* [Source document]:
----------
The problem

Given an integer array nums and an integer k, return the k most frequent elements. You may return the answer in any order.

Examples

Input: nums = [1,1,1,2,2,3], k = 2
Output: [1,2]

Input: nums = [1], k = 1
Output: [1]

Constraints

  • 1 <= nums.length <= 10^5
  • -10^4 <= nums[i] <= 10^4
  • k is in the range [1, the number of unique elements in the array].
  • It is guaranteed that the answer is unique.

Follow-up: Your algorithm’s time complexity must be better than O(n log n), where n is the array’s size.

Brute Force Solution - Sorting

func topKFrequent(nums: [Int], k: Int) -> [Int] {
    var count: [Int: Int] = [:]

    for num in nums {
        if count[num] != nil {
            count[num]! += 1
        } else {
            count[num] = 1
        }
    }

    var arr: [Items] = []
    for element in count {
        let item = Items(num: element.key, cnt: element.value)
        arr.append(item)
    }

    arr.sort()

    var res: [Int] = []
    while res.count < k {
        res.append(arr.popLast()!.num)
    }

    return res
}

struct Items: Comparable {
    static func < (lhs: Items, rhs: Items) -> Bool {
        return lhs.cnt < rhs.cnt
    }
    
    let num: Int
    let cnt: Int
}

Explanation

The brute force solution:

  • Iterates through all nums elements and determines the frequency of each element
  • Based on count, creates arr that will later be sorted
  • Loops through sorted arr and pops the most frequent elements until res.count is less than k
Time/Space Complexity
  • Time complexity: O(n log n), as it uses a sorting algorithm
  • Space complexity: O(n)

Solution 2 - Max Heap

import Collections

func topKFrequent(nums: [Int], k: Int) -> [Int] {
    var count: [Int: Int] = [:]

    for num in nums {
        if count[num] != nil {
            count[num]! += 1
        } else {
            count[num] = 1
        }
    }

    var maxHeap: Heap<Item> = []
    for element in count {
        maxHeap.insert(Item(num: element.key, cnt: element.value))
        if maxHeap.count > k {
            maxHeap.popMin()
        }
    }

    var res: [Int] = []
    for _ in 0 ..< k {
        res.append(maxHeap.popMax()!.num)
    }

    return res
}

struct Item: Comparable {
    static func < (lhs: Item, rhs: Item) -> Bool {
        return lhs.cnt < rhs.cnt
    }

    let num: Int
    let cnt: Int
}

Explanation

Solution 2:

  • Iterates through input nums and counts the frequency of each number
  • Iterates through the count dictionary and inserts elements into the heap; if the heap size is more than k, it pops the minimum element
  • Iterates through a range from 0 to k, pops the maximum elements, and appends them to the res array
  • Returns the result
Time/Space Complexity
  • Time complexity: O(n log k)
----------
* [Data shown]:
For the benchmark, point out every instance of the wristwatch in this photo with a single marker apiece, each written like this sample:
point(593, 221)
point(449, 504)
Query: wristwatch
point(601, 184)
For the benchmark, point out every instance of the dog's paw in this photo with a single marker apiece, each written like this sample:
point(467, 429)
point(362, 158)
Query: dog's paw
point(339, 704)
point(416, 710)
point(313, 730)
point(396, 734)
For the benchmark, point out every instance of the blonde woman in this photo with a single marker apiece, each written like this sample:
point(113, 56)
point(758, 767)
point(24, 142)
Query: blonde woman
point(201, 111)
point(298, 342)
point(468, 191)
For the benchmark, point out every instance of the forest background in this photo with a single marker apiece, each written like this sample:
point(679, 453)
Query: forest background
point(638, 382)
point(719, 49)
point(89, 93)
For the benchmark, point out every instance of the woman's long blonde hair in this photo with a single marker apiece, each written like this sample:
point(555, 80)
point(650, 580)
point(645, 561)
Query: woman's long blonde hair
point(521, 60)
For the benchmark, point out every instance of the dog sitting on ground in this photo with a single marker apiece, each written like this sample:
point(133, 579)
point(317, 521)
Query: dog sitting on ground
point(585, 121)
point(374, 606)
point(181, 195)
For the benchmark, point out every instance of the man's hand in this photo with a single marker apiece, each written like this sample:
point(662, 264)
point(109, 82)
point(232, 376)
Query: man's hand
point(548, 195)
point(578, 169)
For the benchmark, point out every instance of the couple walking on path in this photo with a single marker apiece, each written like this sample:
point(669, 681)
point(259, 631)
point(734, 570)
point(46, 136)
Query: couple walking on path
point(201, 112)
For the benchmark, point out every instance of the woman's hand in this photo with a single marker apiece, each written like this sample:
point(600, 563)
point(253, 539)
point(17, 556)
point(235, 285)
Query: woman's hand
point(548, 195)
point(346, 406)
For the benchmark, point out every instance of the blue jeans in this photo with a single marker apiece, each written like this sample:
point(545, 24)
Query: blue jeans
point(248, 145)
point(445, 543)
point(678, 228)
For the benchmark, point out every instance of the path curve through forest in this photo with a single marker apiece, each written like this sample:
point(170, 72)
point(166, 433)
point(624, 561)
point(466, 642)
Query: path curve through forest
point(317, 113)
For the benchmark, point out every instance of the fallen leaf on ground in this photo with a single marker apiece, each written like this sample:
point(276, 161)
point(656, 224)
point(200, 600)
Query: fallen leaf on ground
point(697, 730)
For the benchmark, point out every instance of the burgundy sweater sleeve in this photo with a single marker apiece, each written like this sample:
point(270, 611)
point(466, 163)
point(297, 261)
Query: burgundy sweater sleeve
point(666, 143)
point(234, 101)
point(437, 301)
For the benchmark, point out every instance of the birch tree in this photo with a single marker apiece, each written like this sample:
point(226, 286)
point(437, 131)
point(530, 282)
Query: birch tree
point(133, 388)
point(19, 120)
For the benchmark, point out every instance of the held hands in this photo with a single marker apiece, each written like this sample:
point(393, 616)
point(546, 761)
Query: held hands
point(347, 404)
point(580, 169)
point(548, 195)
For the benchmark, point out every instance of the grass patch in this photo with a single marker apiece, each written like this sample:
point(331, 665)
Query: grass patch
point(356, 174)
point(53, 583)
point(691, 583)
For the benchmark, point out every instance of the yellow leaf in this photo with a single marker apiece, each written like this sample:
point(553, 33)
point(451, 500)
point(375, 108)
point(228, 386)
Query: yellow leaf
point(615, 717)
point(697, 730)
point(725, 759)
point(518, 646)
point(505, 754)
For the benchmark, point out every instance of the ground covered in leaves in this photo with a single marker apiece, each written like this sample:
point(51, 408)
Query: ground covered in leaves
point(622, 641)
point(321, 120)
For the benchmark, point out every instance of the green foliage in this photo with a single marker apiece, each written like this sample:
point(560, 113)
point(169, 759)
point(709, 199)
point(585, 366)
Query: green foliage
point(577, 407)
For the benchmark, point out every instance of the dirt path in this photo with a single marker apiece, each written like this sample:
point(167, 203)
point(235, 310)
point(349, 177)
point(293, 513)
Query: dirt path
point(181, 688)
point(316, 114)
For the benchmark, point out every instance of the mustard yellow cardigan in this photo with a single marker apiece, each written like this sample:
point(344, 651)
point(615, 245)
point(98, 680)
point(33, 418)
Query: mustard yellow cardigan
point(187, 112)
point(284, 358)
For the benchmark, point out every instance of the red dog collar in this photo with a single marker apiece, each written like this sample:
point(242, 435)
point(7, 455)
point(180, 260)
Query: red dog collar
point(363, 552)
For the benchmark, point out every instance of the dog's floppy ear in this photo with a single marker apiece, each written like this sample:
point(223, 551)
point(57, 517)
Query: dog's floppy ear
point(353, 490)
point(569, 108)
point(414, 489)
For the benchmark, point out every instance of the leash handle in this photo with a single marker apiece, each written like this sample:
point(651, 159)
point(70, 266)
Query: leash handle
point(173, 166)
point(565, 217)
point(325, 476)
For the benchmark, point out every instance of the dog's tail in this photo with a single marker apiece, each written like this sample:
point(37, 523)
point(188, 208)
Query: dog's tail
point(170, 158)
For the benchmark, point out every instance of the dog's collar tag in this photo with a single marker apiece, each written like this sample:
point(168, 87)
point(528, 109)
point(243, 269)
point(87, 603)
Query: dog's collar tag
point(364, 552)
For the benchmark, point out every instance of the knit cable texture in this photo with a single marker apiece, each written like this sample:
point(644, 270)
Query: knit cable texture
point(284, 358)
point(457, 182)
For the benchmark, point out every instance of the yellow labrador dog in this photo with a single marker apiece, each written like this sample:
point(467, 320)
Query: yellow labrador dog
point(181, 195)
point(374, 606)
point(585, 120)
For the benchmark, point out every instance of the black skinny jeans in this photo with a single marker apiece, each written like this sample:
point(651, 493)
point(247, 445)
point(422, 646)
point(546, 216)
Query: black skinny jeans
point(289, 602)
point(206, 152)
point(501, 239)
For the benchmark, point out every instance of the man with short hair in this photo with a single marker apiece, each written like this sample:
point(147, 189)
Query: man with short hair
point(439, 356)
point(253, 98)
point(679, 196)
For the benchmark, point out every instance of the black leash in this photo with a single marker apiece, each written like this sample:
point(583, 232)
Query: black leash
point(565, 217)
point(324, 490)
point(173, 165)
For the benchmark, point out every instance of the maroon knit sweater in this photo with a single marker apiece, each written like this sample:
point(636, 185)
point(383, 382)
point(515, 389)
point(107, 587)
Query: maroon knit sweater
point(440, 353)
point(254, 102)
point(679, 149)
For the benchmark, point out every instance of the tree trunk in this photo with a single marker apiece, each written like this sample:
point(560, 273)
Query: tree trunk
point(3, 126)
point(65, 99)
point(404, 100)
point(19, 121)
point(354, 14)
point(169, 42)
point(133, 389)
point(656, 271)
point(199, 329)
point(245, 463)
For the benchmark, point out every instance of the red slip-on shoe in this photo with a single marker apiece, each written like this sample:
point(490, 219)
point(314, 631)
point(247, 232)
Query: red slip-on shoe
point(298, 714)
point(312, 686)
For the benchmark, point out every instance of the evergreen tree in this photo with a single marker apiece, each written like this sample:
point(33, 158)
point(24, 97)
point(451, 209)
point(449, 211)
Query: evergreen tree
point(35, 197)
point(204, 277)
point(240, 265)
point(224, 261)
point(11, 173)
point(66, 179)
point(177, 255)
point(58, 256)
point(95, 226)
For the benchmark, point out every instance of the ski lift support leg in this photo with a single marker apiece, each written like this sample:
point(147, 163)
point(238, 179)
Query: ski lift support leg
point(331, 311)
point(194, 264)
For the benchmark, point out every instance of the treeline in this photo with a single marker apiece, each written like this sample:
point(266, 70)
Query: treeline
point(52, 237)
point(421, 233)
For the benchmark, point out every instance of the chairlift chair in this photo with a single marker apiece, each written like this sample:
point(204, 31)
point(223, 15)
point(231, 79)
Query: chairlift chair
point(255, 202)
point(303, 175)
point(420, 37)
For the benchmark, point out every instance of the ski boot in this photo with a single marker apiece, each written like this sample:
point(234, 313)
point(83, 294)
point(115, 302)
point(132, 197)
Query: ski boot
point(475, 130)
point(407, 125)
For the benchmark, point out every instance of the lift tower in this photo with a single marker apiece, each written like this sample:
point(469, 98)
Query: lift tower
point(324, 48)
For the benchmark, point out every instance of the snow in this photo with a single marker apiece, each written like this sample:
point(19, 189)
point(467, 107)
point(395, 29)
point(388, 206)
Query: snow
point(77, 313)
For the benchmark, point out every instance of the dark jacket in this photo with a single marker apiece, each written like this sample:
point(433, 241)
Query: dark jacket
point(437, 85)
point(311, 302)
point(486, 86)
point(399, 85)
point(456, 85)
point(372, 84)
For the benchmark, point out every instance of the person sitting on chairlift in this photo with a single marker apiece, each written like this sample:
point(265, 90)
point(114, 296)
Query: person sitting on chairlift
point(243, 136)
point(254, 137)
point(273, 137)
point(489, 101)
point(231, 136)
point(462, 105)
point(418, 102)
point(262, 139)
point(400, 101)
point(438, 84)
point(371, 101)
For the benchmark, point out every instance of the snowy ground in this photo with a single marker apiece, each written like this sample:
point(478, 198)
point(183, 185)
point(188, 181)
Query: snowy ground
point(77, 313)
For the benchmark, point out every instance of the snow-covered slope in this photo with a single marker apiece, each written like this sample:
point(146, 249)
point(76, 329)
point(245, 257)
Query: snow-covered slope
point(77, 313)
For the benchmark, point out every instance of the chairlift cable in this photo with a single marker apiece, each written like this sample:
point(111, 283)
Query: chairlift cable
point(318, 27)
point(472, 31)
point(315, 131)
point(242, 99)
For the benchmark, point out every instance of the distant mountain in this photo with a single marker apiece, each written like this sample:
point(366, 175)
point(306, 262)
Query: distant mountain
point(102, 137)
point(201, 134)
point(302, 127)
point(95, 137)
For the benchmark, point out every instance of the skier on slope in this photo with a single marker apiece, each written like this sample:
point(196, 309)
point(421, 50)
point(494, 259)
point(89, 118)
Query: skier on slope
----------
* [Requirements]:
[A] According to the top-k frequent elements write-up, what is the time complexity of the max heap solution?
[B] From the records, reproduce verbatim the lines beginning with the one that contains "For the benchmark, point out every instance of the leash" and continuing through the one that contains "point(325, 476)", including both of those lines.
The text and the records are unrelated to each other.

* [Task-by-task answers]:
[A] O(n log k)

[B]
For the benchmark, point out every instance of the leash handle in this photo with a single marker apiece, each written like this sample:
point(651, 159)
point(70, 266)
Query: leash handle
point(173, 166)
point(565, 217)
point(325, 476)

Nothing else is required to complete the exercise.